--- START Selected passage ---
Abdul Malik al-Houthi, a commander of the Shia rebels fighting the government in Yemen, has called on Saudi Arabia to end attacks against his group, rejecting accusations of Iranian help and links to a foreign political agenda. This week, Saudi Arabia, Yemen’s northern neighbour, launched an offensive against the rebels after they staged a cross-border raid. Riyadh has said it will continue to target the Houthis until they retreat from its border. On Wednesday, Saudi officials said they had imposed a naval blockade on northern Yemen's Red Sea coast to stop weapons from reaching the insurgents.
Yemen, which is majority Sunni, has accused the Shia regime in Iran of arming the rebels, something both Iran and the Houthis deny. In the past few weeks, Houthi rebels have accused Saudi Arabia of allowing Yemeni forces use of Saudi territory to launch attacks against them, a charge both Yemen and Saudi deny.
--- END Selected passage ---
== Set tasks ==
#1 According to the report on the Yemen conflict, why did Saudi Arabia impose a naval blockade on northern Yemen's Red Sea coast? Answer in one to three sentences.
#2 In the report on the Yemen conflict, which country does Yemen accuse of arming the rebels?
#3 Continue the report on the Yemen conflict from its final sentence.
--- START Entries shown ---
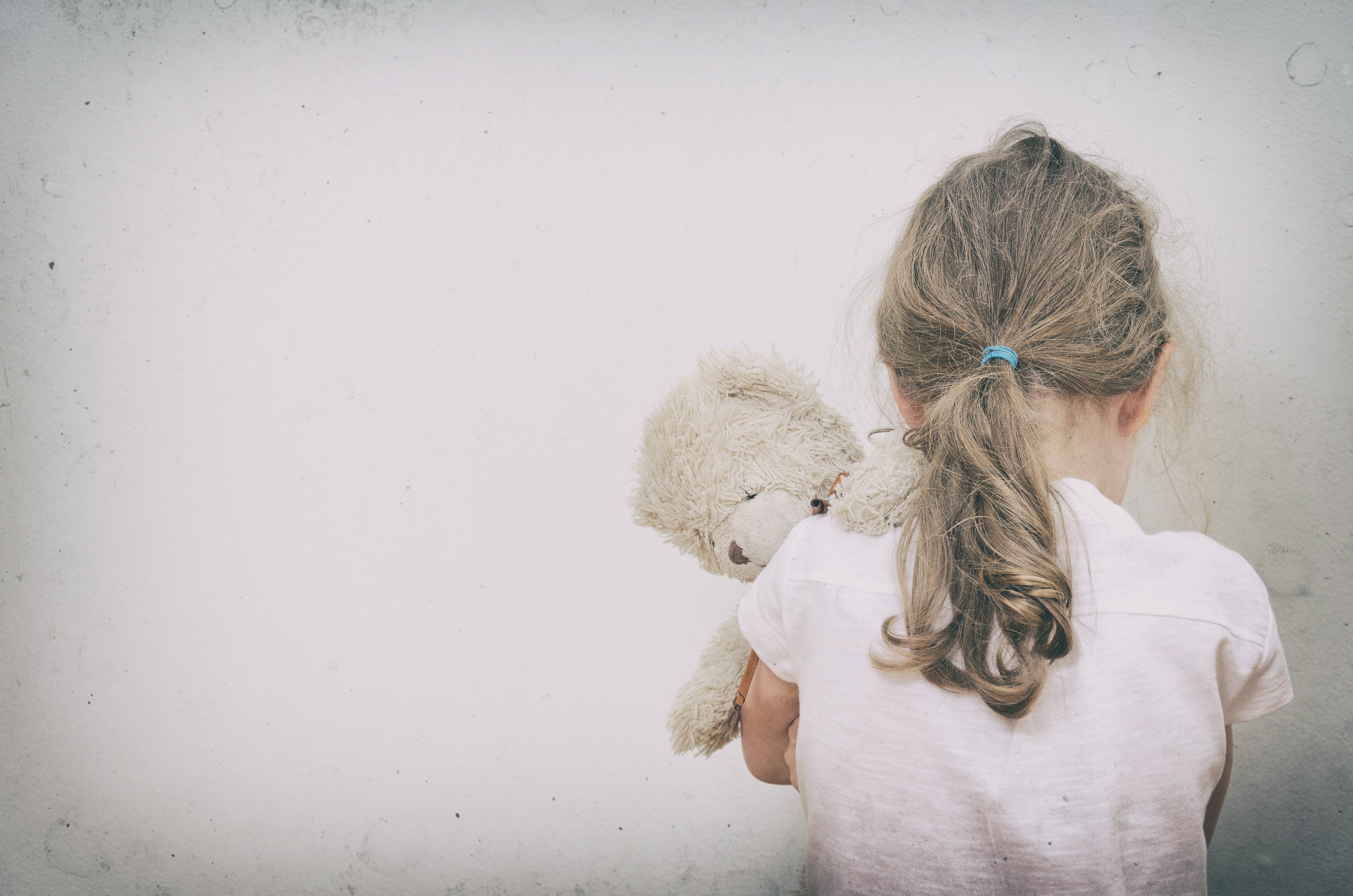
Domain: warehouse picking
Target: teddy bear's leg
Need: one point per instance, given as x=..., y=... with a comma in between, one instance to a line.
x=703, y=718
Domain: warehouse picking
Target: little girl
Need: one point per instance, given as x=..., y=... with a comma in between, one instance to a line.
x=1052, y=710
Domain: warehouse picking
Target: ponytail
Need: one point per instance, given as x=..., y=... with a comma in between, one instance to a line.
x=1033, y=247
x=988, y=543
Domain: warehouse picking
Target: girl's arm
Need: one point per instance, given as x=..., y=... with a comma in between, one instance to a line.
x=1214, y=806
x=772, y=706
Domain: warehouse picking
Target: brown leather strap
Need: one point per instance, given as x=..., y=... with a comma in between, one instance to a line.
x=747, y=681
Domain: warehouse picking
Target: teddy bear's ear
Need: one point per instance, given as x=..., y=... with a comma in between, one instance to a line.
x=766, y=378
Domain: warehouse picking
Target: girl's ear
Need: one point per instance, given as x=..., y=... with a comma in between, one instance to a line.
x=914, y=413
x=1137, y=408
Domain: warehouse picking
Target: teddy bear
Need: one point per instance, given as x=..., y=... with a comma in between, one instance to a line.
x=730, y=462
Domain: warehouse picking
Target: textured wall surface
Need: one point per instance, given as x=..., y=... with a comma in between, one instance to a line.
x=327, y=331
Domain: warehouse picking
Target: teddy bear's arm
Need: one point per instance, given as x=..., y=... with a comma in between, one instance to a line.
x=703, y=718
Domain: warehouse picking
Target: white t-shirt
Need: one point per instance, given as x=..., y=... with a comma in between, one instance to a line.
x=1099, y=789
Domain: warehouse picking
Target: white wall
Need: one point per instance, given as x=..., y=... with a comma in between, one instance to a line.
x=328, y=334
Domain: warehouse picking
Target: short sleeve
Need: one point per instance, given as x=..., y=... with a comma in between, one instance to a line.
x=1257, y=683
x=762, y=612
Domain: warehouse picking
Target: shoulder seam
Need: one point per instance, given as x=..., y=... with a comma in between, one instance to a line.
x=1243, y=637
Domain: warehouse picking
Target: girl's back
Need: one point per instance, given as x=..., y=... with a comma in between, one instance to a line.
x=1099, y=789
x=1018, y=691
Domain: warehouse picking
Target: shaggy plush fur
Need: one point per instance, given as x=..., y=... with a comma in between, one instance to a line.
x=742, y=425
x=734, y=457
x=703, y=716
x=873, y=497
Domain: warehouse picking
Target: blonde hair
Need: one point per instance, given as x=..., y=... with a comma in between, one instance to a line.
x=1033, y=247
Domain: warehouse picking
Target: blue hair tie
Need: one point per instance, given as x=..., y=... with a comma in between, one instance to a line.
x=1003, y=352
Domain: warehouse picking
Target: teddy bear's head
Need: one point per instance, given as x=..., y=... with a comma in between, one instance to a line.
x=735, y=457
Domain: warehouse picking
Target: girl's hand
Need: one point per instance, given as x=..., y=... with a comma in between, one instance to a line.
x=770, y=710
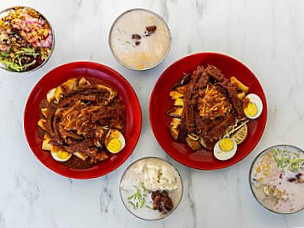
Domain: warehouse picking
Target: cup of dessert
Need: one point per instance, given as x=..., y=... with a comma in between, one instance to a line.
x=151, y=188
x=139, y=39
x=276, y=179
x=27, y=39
--- END Entries shown ---
== Solved problems ==
#1 Saudi officials said the naval blockade on northern Yemen's Red Sea coast was meant to stop weapons from reaching the insurgents.

#2 Iran.

#3
On Wednesday, Iran said it was ready to help restore security in Yemen. Iran's foreign minister, Manouchehr Mottaki, made the offer a day after Iran warned Arab countries against interfering in its affairs and deepening sectarian rifts between Sunnis and Shias in the region. In a news conference, Mottaki warned that ‘those who pour oil on the fire must know that they will not be spared from the smoke that billows.’ Iran was recently subject to an attack by members of the Baloch Sunni insurgency which killed senior figures in the Revolutionary Guards.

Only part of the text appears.